+++ Materials provided

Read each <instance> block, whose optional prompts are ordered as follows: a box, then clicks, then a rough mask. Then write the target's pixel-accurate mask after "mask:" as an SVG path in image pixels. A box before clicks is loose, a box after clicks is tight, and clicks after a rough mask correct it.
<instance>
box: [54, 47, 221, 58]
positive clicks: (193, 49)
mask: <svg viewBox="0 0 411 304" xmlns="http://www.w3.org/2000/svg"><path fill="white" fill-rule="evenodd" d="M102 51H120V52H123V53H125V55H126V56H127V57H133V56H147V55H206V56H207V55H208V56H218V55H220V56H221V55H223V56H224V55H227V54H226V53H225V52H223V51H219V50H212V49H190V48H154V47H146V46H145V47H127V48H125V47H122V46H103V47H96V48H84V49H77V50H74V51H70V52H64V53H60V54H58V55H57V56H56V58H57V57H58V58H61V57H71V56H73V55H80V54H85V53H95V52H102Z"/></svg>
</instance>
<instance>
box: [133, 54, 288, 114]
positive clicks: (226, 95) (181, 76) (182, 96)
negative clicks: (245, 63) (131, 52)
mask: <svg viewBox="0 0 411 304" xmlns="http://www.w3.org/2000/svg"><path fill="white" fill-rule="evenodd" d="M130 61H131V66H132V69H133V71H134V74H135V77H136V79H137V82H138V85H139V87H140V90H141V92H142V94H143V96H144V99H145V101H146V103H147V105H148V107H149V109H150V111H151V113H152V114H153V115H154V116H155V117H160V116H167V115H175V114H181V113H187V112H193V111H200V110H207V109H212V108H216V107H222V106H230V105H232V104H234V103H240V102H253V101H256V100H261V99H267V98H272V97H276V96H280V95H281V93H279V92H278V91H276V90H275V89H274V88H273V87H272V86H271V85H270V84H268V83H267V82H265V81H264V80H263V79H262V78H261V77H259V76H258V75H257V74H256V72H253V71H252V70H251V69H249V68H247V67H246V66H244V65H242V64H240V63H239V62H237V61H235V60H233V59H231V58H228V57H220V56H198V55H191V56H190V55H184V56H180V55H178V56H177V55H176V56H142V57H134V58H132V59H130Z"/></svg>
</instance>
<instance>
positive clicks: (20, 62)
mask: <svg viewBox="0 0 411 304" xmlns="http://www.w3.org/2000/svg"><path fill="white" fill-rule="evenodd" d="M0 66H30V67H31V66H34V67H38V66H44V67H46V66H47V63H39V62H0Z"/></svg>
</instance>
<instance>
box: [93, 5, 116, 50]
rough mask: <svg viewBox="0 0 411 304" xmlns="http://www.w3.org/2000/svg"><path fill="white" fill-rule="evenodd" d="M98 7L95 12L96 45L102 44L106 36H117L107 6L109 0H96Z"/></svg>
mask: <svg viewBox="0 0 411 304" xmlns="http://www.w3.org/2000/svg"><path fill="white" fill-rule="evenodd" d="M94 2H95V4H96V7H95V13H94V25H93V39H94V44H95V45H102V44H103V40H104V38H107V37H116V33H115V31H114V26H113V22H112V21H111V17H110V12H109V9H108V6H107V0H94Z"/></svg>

++++++

All of the data must be set down again exactly.

» **Written response**:
Read each <instance> block, whose optional prompts are ordered as follows: a box, then clicks, then a rough mask. Then write the target's pixel-accurate mask after "mask:" as an SVG path in image pixels. A box before clicks is loose, a box after clicks is tight, and clicks after a rough mask correct it.
<instance>
box: [54, 47, 221, 58]
positive clicks: (193, 49)
mask: <svg viewBox="0 0 411 304" xmlns="http://www.w3.org/2000/svg"><path fill="white" fill-rule="evenodd" d="M102 51H120V52H123V53H125V55H126V56H127V57H133V56H147V55H206V56H207V55H208V56H218V55H220V56H221V55H223V56H224V55H227V54H226V53H225V52H223V51H219V50H212V49H190V48H154V47H146V46H145V47H127V48H125V47H122V46H103V47H96V48H84V49H77V50H74V51H70V52H64V53H60V54H58V55H57V56H56V58H57V57H58V58H61V57H71V56H73V55H80V54H85V53H95V52H102Z"/></svg>
</instance>
<instance>
box: [133, 54, 288, 114]
positive clicks: (226, 95) (181, 76) (182, 96)
negative clicks: (245, 63) (131, 52)
mask: <svg viewBox="0 0 411 304" xmlns="http://www.w3.org/2000/svg"><path fill="white" fill-rule="evenodd" d="M130 61H131V66H132V69H133V71H134V74H135V77H136V79H137V82H138V85H139V87H140V90H141V92H142V94H143V96H144V99H145V101H146V103H147V105H148V107H149V109H150V111H151V113H152V114H153V115H154V116H155V117H160V116H167V115H175V114H181V113H187V112H193V111H200V110H207V109H212V108H216V107H222V106H230V105H232V104H234V103H240V102H253V101H256V100H261V99H267V98H272V97H276V96H280V95H281V93H279V92H278V91H276V90H275V89H274V88H273V87H272V86H271V85H270V84H268V83H267V82H265V81H264V80H263V79H262V78H261V77H259V76H258V75H257V74H256V72H253V71H252V70H251V69H249V68H247V67H246V66H244V65H242V64H240V63H239V62H237V61H235V60H233V59H231V58H228V57H220V56H198V55H191V56H190V55H184V56H180V55H178V56H177V55H176V56H142V57H134V58H132V59H130Z"/></svg>
</instance>
<instance>
positive clicks: (20, 62)
mask: <svg viewBox="0 0 411 304" xmlns="http://www.w3.org/2000/svg"><path fill="white" fill-rule="evenodd" d="M0 66H30V67H31V66H34V67H38V66H44V67H46V66H47V63H39V62H0Z"/></svg>
</instance>
<instance>
box: [93, 5, 116, 50]
rough mask: <svg viewBox="0 0 411 304" xmlns="http://www.w3.org/2000/svg"><path fill="white" fill-rule="evenodd" d="M98 7L95 12L96 45L102 44L106 36H117L107 6L109 0H96Z"/></svg>
mask: <svg viewBox="0 0 411 304" xmlns="http://www.w3.org/2000/svg"><path fill="white" fill-rule="evenodd" d="M94 2H95V4H96V7H95V13H94V25H93V39H94V44H95V45H102V44H103V40H104V38H107V37H116V33H115V31H114V26H113V22H112V21H111V17H110V12H109V9H108V6H107V0H94Z"/></svg>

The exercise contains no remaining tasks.